Re: high density machines

Nick Fisk <nick@xxxxxxxxxx> · Fri, 4 Sep 2015 09:32:23 +0100

> -----Original Message-----
> From: ceph-users [mailto:ceph-users-bounces@xxxxxxxxxxxxxx] On Behalf Of
> Gurvinder Singh
> Sent: 04 September 2015 08:57
> To: Wang, Warren <Warren_Wang@xxxxxxxxxxxxxxxxx>; Mark Nelson
> <mnelson@xxxxxxxxxx>; ceph-users@xxxxxxxxxxxxxx
> Subject: Re:  high density machines
> 
> On 09/04/2015 02:31 AM, Wang, Warren wrote:
> > In the minority on this one. We have a number of the big SM 72 drive
units
> w/ 40 Gbe. Definitely not as fast as even the 36 drive units, but it isn't
awful
> for our average mixed workload. We can exceed all available performance
> with some workloads though.
> >
> > So while we can't extract all the performance out of the box, as long
> > as we don't max out on performance, the cost is very appealing,
> I am wondering how much the cost difference you have seen with SM 72
> drive compare to lets say
> http://www.supermicro.com/products/system/1U/6017/SYS-6017R-
> 73THDP_.cfm
> or any other smaller machine which you have compared with. As with the
> discussion on this thread it is clear that the 72 drive box are actually
> 4 * 18 drive boxes sharing power and cooling. Regarding performance I
think
> network might be bottleneck (may be cpu too), as it is 40 Gbit for whole
box
> so you get 10 Gbit per box (18 drives each) which can be peaked.
> 
> Gurvinder

I think the 72 disk box is one unit, it's the fat twins have 12x3.5" +
2x2.5" per sled, or 56 drives per 4U.

That other server you linked is pretty similar to the fat twins sleds but
the only disadvantage I can see is that it is single PSU and 1 less 2.5"
drive. Unless you can spread your crush map over sufficient different number
of PDU's/feeds, I would be wary about running single PSU nodes as you could
have a 50% cluster  failure quite easily.

Exercise instructions:
Please decide whether each statement agrees with the high density machines thread, answering yes or no and quoting the words from the thread that settle it. 1. Gurvinder Singh suspects the network could be a bottleneck. 2. Nick Fisk considers the 72 disk box to be a single unit. 3. The other linked server has two power supplies.

Stored rows:
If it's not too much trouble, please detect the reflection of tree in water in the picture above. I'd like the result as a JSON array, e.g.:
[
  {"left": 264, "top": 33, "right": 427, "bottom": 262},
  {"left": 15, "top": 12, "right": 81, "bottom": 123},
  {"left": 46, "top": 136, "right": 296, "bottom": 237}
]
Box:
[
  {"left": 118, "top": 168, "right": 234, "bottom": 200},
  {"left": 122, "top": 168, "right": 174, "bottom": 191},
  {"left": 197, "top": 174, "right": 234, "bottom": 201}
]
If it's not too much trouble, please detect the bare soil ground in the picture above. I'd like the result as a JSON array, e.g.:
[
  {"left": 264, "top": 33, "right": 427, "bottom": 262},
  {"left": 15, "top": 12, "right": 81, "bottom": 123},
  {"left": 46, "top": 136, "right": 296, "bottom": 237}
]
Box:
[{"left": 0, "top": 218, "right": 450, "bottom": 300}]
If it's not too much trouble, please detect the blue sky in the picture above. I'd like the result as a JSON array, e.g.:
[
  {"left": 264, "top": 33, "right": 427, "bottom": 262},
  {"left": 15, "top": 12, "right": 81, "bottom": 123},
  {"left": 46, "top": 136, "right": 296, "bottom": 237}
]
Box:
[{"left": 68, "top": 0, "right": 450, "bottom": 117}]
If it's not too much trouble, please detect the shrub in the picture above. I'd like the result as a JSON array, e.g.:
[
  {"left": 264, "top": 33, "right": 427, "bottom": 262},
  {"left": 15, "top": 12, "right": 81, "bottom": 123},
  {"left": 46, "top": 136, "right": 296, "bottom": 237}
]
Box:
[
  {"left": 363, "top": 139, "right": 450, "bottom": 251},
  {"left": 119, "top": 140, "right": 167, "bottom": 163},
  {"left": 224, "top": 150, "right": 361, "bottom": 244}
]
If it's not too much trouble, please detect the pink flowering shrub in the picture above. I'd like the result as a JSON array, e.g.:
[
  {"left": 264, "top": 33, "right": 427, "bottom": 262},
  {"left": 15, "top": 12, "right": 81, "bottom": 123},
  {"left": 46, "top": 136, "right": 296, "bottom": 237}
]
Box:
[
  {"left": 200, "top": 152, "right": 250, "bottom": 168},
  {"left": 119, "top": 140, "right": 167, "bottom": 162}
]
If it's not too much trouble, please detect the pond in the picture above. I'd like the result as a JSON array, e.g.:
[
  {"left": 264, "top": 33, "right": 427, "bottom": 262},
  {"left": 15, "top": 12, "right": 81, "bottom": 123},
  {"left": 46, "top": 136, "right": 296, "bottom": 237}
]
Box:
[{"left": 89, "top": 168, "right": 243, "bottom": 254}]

Correct output:
1. Yes: "network might be bottleneck"
2. Yes: "I think the 72 disk box is one unit"
3. No: "it is single PSU"